** Instructions to follow **
Copy the following rows verbatim, leaving out the picture.

** Recorded data **
★ ★ ★ ★
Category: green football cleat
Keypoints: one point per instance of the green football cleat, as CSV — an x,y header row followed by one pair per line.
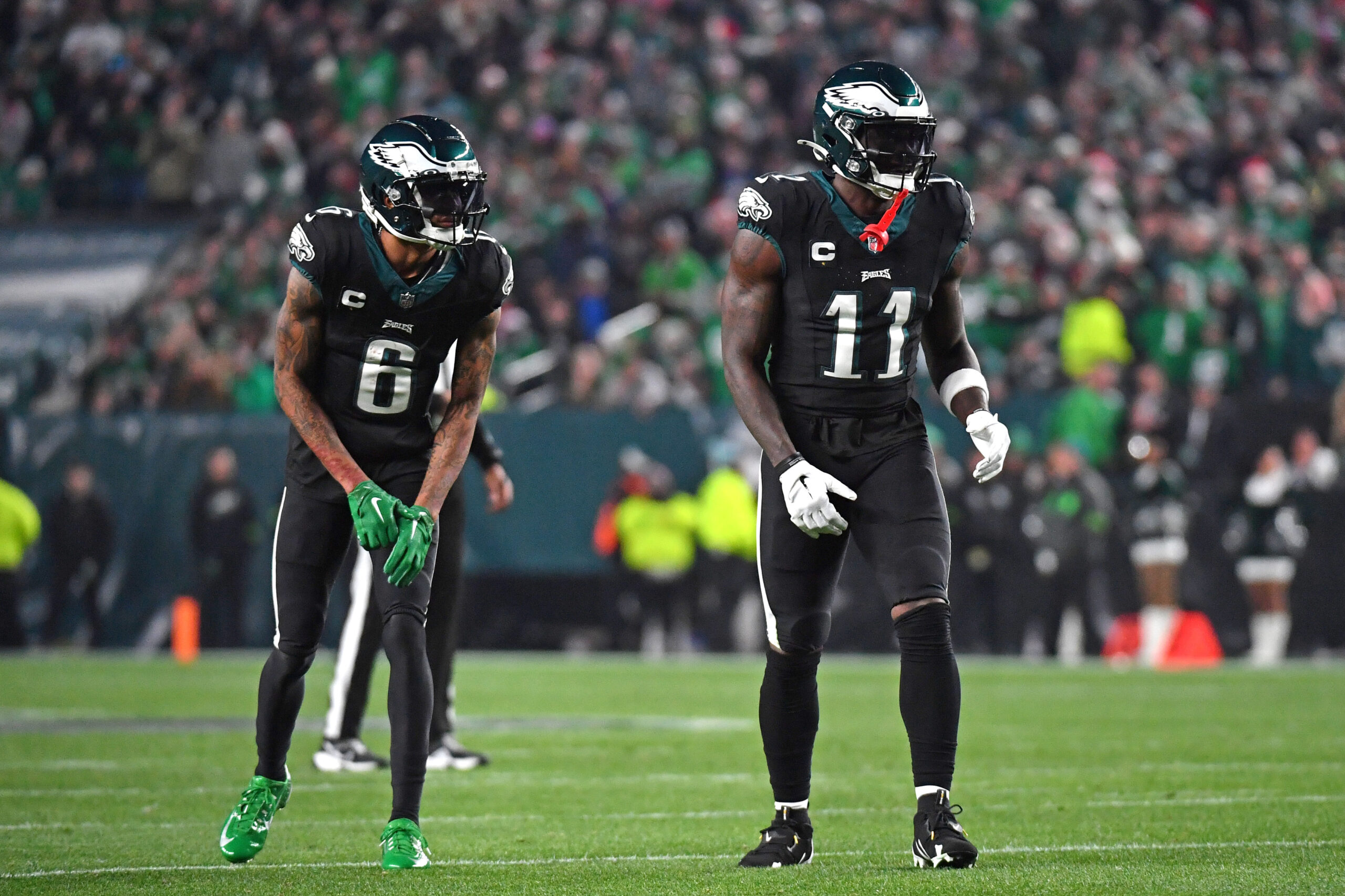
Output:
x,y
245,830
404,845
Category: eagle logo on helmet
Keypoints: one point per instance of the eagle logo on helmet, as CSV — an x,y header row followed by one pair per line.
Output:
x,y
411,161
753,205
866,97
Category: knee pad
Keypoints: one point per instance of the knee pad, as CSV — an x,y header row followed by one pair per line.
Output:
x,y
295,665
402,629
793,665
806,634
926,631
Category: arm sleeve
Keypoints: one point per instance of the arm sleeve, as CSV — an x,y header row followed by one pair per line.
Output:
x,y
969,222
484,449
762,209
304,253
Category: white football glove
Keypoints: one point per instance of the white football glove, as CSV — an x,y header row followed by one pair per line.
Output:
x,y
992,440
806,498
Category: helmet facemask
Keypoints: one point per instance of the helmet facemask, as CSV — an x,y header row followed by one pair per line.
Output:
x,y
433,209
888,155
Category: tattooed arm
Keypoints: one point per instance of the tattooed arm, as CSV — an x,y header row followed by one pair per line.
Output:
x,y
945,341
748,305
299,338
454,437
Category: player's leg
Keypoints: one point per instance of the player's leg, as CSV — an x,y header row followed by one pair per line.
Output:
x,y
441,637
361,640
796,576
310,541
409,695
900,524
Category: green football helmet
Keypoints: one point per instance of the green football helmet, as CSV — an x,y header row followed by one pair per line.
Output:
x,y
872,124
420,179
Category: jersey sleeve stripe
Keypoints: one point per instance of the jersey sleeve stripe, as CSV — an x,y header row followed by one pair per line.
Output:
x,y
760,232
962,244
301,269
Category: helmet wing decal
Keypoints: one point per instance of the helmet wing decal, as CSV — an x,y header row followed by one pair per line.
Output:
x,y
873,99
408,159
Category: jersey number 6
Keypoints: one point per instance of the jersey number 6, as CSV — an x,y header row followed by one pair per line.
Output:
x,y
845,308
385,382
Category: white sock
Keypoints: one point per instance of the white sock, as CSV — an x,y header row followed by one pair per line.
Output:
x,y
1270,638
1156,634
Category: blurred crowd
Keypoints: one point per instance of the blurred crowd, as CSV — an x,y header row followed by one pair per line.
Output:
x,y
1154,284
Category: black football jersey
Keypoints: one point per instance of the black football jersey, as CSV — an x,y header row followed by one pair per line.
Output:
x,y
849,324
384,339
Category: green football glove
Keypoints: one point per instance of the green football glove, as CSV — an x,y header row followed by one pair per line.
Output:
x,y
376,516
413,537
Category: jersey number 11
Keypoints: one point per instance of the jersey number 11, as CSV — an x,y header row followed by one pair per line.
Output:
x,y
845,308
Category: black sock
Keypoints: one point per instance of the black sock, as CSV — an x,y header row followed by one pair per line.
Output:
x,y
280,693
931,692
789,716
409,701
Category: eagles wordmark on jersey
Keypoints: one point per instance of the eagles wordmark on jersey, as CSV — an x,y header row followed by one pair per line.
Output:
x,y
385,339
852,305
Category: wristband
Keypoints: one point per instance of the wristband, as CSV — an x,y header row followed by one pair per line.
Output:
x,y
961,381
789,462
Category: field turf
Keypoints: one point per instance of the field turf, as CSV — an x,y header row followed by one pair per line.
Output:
★ ★ ★ ★
** Correct result **
Category: green football cleat
Keypoints: one point per instance of the green football cleat, as CSV — an x,y header row followed by one pair per line.
Output:
x,y
245,830
404,845
Category: eagle logo on helmet
Keypoints: one point per instance of the eagle logo on helmet, as CSV — an x,y header row followed by one pair per line.
Output:
x,y
411,161
753,205
866,97
Category: knee pad
Keypoints: one point per instance of the knee pad, as CSV — an x,y header row followed by one pair per line.
Output:
x,y
295,665
402,629
793,665
806,634
926,631
Category: arm sleeve
Keypoints: one point per instance of the arm sleeve, as CSV — an x,y header row followed by one pair per line.
Output:
x,y
969,222
484,449
762,209
304,253
Category: white football glove
Keypoints: one point per instance of the white football glove, as CSV — an x,y header row followed by one pair per line.
Output:
x,y
992,440
806,498
Category: helmet facemask
Keypoints: one point per instance of the helmet facemask, as CSV — an x,y header row followed by one pair per line.
Output:
x,y
433,209
888,155
Category: tattooed arm
Keypoints: one point per instance of the tattooed arm, as CSV — an x,y header row followed by one pair per line.
Output:
x,y
945,341
748,305
299,338
454,437
Category: player's leg
Keypoints: one point per instance of the player's leg, as CSV — an x,y header row followed by one pair per line.
Output:
x,y
441,637
361,640
796,576
310,541
409,695
900,524
Category: green football helmet
Keypoints: one point per instance of the green football helmet, as CSV — an x,y header row followed by one pair per line.
Output:
x,y
872,124
420,179
Category: jersey sleeve stripe
Keypoints: one point per instance of the jersey sleeve stripe, as CSV — an x,y header row followed by one pair per line.
Output:
x,y
760,232
962,244
301,269
Category: helmet wing decal
Keypoints: one point per instance of the helmet wing decal, as CSV — an x,y header row followed by one pair per line.
Output:
x,y
873,99
408,159
Category: jersey number 6
Keypoints: one point per instance of the jersey number 6, as CSV — an x,y header row followed by one pair per line.
Output:
x,y
845,308
385,382
Category: white sock
Keypoints: one point per instance of the white sock, as CSV — an x,y header row followed by one pair per line.
Output:
x,y
1270,638
1156,634
Category: blurred crowd
Keypoints: one point per instance of the blurred crowd, as CSV — an x,y header row followed by one pair per line.
Output:
x,y
1154,284
Category: black football jersey
Keypoints: one point per instance of the black football jersey, as CSV — an x,y header row followed by one pair per line.
Output:
x,y
849,324
384,339
Category: green football glove
Keypoints: one point per instance of the green football glove, as CSV — an x,y header row followed by one pair per line.
Output:
x,y
376,516
413,537
Category: jersey number 11
Keypoints: one point per instance of the jersey number 11, as CSV — an x,y header row followed by one pair per line.
Output:
x,y
845,308
Category: black sock
Keypoints: one point per instance of the black sock, as CSV — an x,y header row followed by one pair per line.
Output:
x,y
280,693
931,692
789,716
409,701
Category: eagles wordmark on jersey
Keypoints: one point per instance of the eagles wordmark on jersey, as CSV — an x,y header row followed by one pair per line.
Output:
x,y
385,339
852,305
Category: wristband
Keypoints: one point per instance of the wristband, as CSV — an x,y header row followed by one pair per line.
Output:
x,y
961,381
789,462
Category: field turf
Keypoints: one point per instance of the field turf, as CSV — an x,y header row followed by one pair per line.
Output:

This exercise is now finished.